Exercise details: Gather every line in the entries below that contains the word "woman".

Records shown:
———
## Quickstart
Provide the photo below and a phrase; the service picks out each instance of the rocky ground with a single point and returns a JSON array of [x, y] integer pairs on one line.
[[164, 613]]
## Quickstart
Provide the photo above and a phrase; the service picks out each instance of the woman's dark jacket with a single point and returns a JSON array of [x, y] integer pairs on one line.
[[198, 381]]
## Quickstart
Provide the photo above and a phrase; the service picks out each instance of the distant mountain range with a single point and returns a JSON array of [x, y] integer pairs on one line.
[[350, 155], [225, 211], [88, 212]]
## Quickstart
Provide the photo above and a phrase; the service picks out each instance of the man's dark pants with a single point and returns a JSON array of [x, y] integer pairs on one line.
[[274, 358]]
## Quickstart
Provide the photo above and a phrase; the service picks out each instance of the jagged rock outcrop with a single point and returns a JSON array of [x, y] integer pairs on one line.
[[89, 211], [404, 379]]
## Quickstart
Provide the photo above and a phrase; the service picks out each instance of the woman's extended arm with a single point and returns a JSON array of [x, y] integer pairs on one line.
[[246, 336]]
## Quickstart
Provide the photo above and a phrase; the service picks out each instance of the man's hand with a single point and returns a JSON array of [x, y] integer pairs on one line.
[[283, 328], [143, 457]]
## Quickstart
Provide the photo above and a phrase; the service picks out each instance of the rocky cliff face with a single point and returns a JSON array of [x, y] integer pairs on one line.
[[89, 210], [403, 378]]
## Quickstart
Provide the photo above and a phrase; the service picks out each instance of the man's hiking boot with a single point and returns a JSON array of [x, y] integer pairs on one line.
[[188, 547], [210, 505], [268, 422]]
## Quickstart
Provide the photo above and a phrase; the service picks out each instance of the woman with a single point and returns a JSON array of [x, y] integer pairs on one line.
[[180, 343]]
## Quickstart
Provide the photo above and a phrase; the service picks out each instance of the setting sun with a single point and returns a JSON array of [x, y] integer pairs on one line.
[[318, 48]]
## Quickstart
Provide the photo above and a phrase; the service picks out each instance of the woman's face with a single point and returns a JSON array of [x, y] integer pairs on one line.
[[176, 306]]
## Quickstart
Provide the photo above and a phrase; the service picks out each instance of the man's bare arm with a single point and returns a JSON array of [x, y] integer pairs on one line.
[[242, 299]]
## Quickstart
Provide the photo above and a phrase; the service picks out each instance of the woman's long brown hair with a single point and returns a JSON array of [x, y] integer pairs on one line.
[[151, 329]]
———
Output for this exercise:
Provide the photo above and a phrase; the service picks out each instance of the woman's dark jacket with a single point and returns a JSON array of [x, y] integer pairs on one line.
Provide the photo above and a phrase; the service picks out each instance of the woman's extended arm with a single point and returns a JSON array of [x, y] integer pairs on one line.
Provide the photo above and a phrase; the service picks out each instance of the woman with a single point and returns a JSON array of [x, y] integer pairs on one line.
Provide the photo above and a phrase; the service picks out each instance of the woman's face with a single point and returns a JSON array of [x, y] integer pairs on one line.
Provide the photo above and a phrase; the service picks out each instance of the woman's long brown hair with a single point and returns a JSON array of [x, y] integer pairs on one line.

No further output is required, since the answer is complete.